▶ [YOUR TASK]: Look through the material that follows and show every line with the string "cloud".

=-=-=-=-=

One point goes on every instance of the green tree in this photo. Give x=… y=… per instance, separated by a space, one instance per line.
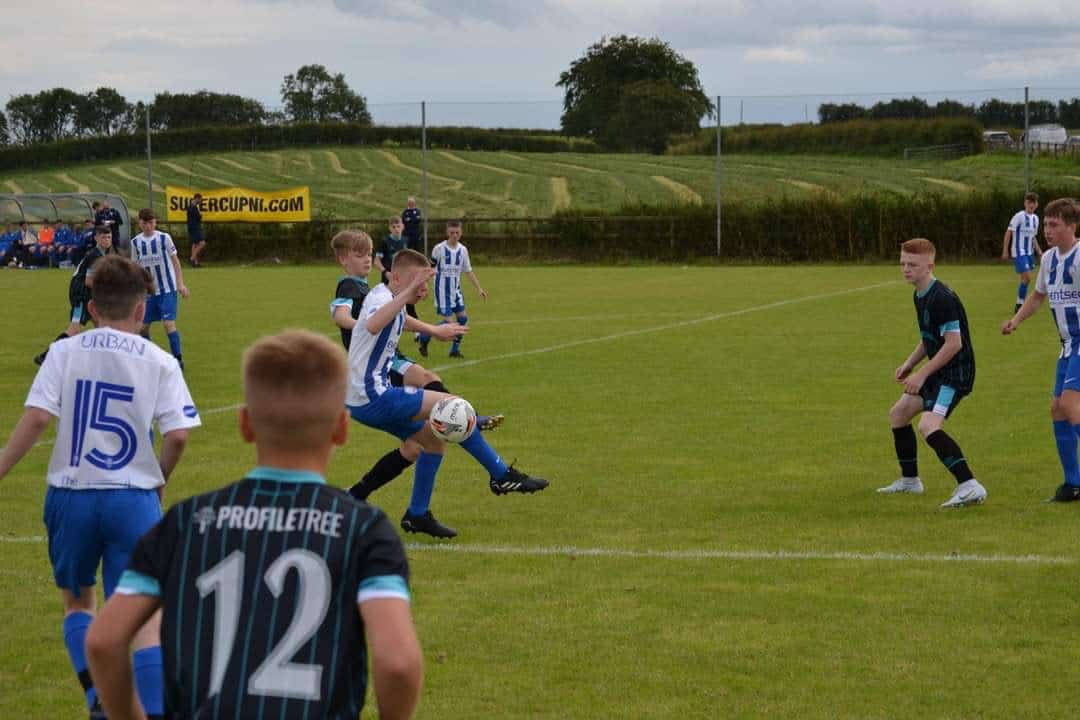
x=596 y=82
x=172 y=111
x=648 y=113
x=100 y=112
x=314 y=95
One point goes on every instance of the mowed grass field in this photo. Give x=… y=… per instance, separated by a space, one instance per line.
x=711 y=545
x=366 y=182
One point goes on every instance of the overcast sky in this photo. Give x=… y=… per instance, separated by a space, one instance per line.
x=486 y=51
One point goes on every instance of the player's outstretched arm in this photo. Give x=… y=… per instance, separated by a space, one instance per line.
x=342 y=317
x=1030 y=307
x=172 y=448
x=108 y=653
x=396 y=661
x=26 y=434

=-=-=-=-=

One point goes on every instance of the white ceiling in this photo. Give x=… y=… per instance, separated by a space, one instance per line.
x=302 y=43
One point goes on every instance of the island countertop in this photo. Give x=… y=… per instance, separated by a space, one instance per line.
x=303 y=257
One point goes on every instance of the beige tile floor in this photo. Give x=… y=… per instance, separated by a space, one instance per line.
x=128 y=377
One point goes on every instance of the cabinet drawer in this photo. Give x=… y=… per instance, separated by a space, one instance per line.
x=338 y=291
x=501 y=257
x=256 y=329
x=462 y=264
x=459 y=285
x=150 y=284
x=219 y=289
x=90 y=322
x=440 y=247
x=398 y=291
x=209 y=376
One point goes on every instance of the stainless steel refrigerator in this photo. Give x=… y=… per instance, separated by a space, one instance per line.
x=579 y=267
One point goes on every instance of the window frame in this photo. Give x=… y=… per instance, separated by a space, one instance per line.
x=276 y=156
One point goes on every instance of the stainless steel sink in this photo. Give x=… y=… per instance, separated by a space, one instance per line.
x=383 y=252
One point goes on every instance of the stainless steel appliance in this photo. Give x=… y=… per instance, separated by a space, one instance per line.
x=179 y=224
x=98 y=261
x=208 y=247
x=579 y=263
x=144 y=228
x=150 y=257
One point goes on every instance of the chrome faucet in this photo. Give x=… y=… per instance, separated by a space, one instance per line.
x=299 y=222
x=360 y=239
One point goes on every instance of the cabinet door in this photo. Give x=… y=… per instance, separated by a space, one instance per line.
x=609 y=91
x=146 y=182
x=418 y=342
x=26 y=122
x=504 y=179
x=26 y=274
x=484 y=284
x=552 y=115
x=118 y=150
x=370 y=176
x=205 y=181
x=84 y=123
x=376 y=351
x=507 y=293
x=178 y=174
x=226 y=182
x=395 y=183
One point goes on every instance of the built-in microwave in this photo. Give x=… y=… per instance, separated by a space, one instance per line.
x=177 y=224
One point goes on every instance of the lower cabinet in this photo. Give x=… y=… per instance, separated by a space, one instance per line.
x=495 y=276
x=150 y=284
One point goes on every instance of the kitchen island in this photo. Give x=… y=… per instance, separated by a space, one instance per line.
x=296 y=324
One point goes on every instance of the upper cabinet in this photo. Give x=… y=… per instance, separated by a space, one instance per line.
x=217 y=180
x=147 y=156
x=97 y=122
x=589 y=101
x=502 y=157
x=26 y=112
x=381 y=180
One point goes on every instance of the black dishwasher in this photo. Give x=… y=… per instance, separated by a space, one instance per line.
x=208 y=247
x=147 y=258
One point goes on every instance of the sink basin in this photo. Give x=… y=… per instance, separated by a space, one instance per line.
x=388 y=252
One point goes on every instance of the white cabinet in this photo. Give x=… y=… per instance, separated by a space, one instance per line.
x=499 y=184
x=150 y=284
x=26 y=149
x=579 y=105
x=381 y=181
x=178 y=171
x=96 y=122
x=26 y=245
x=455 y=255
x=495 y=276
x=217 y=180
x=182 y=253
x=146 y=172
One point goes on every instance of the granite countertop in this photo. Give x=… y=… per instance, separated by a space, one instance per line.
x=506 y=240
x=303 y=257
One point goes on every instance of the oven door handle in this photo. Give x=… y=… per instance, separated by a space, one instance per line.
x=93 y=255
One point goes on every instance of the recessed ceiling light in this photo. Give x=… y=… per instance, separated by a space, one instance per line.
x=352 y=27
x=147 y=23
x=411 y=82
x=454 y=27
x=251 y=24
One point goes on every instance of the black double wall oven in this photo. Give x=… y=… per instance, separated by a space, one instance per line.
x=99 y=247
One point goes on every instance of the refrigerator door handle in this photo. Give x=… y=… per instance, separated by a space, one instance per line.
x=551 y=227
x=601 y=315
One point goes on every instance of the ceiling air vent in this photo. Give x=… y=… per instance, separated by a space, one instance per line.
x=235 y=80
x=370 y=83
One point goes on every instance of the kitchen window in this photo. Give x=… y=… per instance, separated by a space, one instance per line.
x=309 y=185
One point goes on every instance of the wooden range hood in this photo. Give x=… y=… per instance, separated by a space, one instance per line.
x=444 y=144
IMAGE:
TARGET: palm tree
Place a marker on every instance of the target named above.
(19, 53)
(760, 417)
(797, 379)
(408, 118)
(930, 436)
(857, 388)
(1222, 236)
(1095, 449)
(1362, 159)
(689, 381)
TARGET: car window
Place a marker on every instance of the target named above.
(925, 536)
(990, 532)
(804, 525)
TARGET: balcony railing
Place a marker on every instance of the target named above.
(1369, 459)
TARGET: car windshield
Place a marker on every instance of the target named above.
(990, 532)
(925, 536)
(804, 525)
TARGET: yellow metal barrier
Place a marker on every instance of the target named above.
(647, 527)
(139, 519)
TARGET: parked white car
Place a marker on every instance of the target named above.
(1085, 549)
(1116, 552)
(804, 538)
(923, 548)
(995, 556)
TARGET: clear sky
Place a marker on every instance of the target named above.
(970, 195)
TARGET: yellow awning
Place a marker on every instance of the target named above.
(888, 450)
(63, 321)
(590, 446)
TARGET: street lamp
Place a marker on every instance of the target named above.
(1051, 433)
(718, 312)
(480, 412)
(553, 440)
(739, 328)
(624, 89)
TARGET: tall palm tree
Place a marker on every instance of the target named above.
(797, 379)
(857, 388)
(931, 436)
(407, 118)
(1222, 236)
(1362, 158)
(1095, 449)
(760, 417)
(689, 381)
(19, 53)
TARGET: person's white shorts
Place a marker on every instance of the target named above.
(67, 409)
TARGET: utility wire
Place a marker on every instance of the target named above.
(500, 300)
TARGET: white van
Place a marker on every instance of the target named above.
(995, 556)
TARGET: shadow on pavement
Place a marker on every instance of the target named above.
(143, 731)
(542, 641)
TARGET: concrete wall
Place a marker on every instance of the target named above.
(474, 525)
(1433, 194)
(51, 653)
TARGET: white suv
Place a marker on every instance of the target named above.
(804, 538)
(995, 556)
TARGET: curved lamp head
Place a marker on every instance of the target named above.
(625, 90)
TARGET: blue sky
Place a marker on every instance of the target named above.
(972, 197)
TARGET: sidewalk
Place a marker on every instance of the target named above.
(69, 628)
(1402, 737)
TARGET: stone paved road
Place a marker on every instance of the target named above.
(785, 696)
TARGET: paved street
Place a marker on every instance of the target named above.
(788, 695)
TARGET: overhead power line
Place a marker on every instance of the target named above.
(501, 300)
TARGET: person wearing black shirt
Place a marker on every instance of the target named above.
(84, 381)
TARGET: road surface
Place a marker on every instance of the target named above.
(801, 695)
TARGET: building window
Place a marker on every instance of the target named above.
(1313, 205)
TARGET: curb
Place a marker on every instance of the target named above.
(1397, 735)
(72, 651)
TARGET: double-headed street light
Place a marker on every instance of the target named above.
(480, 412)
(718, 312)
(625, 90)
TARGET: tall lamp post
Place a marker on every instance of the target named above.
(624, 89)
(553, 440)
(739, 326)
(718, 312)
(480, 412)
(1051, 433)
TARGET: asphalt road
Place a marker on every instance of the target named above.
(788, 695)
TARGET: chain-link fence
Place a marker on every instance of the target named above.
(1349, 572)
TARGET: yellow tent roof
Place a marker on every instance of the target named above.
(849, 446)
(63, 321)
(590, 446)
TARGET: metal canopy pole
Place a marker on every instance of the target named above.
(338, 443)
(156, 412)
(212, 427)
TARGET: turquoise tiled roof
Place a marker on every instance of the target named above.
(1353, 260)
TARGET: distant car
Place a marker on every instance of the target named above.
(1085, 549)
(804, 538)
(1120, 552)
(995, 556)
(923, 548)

=-=-=-=-=

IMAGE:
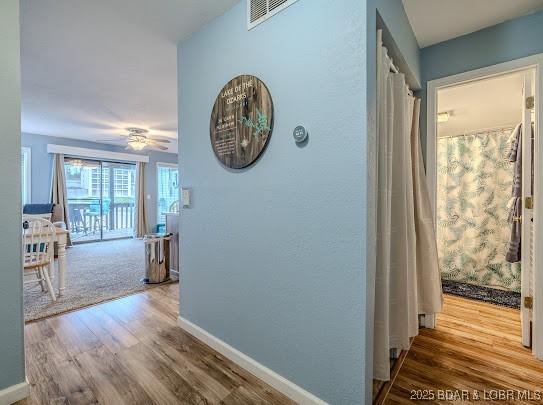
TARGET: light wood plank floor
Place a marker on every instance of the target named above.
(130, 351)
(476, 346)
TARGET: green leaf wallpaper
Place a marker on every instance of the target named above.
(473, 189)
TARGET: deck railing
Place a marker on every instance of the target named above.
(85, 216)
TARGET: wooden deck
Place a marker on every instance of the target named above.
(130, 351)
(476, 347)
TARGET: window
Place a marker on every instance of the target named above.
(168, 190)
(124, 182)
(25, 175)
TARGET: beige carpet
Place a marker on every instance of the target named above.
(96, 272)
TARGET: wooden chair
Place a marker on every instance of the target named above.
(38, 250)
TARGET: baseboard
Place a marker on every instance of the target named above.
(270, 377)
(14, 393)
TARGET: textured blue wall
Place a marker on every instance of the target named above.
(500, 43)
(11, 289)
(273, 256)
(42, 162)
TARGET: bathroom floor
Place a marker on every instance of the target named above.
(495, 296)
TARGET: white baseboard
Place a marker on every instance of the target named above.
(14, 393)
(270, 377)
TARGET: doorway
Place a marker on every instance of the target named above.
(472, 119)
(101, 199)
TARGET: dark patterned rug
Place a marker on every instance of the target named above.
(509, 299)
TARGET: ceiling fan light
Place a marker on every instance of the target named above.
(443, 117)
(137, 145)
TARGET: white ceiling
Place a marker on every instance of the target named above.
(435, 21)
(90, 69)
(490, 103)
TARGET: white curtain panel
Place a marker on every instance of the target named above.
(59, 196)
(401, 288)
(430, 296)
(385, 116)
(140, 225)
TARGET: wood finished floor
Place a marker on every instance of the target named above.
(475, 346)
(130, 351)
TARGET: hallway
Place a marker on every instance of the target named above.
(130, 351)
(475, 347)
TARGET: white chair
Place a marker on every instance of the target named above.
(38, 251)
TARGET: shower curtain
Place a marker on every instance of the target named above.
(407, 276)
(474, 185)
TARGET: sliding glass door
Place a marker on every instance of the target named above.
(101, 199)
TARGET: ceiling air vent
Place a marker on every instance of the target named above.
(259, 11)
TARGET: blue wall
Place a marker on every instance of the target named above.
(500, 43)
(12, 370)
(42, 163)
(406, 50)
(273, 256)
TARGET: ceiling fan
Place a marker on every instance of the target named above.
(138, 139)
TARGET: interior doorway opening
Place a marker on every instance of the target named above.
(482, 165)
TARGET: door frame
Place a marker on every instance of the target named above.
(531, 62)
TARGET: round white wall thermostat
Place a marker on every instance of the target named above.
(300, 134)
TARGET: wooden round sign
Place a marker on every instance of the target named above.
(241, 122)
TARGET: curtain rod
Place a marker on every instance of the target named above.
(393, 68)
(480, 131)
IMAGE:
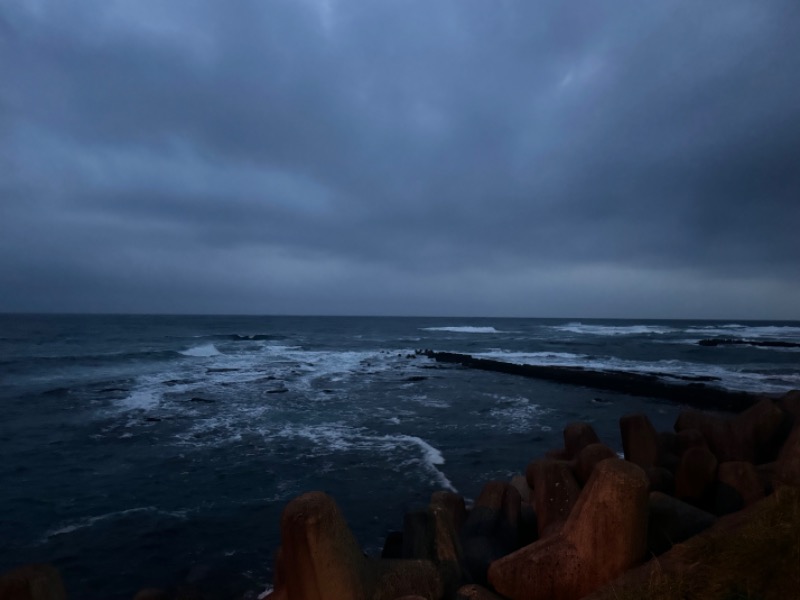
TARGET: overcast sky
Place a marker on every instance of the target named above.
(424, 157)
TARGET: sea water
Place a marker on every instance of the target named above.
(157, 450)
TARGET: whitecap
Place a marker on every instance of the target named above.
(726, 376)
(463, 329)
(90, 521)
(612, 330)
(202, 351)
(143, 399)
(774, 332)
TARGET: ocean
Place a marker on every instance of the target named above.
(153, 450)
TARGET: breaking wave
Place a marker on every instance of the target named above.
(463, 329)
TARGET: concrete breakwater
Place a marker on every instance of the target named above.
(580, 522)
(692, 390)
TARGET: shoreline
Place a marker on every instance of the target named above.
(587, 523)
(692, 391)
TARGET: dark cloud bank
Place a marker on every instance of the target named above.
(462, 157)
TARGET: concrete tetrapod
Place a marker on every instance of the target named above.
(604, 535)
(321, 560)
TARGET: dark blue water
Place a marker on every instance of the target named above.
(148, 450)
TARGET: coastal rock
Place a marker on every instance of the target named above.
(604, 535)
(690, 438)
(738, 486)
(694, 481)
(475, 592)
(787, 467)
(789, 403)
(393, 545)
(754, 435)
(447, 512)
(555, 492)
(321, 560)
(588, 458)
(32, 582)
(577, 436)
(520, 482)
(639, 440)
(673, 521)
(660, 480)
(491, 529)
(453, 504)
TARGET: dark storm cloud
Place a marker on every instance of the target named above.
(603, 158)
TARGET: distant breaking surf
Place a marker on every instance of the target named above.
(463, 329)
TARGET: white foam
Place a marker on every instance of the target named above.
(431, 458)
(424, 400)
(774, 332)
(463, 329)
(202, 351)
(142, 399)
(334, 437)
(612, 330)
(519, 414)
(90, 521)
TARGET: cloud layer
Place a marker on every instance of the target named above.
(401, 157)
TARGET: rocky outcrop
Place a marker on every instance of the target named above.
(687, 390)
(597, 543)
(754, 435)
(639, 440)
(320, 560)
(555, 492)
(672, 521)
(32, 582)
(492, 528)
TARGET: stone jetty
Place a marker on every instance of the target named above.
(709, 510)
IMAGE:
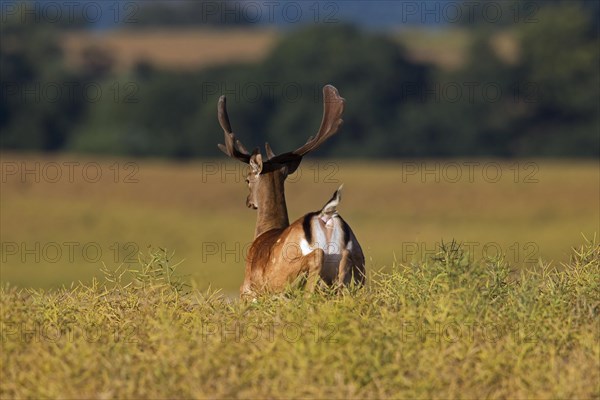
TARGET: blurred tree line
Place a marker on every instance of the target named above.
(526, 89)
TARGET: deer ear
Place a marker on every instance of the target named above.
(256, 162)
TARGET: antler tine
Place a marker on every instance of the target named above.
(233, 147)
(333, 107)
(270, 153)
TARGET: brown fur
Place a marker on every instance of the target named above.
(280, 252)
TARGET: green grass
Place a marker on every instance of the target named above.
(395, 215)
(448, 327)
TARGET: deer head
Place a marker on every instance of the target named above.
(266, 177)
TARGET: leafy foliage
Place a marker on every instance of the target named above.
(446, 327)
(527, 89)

=-=-=-=-=

▶ [THE ANSWER]:
TARGET: dark cloud bank
TARGET: dark storm cloud
TARGET: cloud layer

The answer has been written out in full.